* [Aim of the exercise]:
An exact restatement of the data is required, with the images omitted.

---------- Data supplied

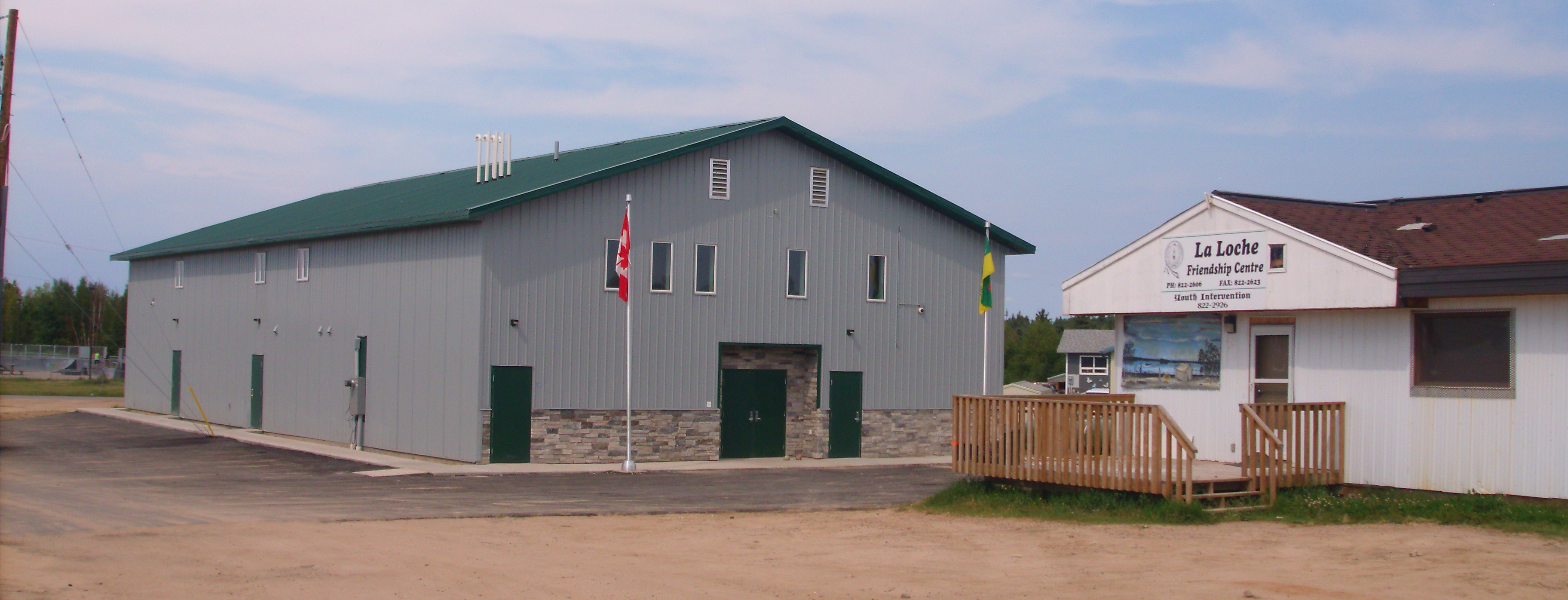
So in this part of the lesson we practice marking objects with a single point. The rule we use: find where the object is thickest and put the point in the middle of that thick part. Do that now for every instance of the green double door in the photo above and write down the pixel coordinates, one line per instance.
(512, 413)
(752, 413)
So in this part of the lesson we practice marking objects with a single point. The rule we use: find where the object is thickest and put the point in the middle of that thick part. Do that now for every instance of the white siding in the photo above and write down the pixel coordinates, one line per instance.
(1363, 358)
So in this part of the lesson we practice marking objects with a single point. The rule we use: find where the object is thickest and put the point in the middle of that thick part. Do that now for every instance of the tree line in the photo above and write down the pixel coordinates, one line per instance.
(1031, 344)
(60, 314)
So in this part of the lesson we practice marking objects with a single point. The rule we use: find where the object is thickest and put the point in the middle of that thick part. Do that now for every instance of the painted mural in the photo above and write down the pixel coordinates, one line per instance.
(1172, 352)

--------------------

* [Answer section]:
So in this part of the lesson we practice marking objects with a single point. The rule we use: find where the object is thickest and put the point in the middle of that thick part. Do that now for every instance of the green double door in the photo above and write down the pixel coordinates, one line per instance.
(512, 413)
(752, 413)
So in this part of the lesson we practice marking objects with a single point. The rule we use: find where the object is thickest and put the point in the middle of that thick part. Do that now for every instance of the white siding in the photo above and write down the pixel coordinates, one line per instance.
(1363, 358)
So in this part of the lesson we practice marking objects with a single point. The rule we use: find where the object is thickest and put the point in the middle of that thick part. Do that now for every instance of the tree line in the photo above and write down the pixel coordinates, one line per instance.
(1031, 344)
(60, 314)
So in this part of the lesson we practice marking objects with a single point. The rule we use: find where the object is thickest and put the point in the middle of that thick part. Do that now for every instance of the painted mural in the photo above and write down the pixel coordinates, one line per instance.
(1172, 352)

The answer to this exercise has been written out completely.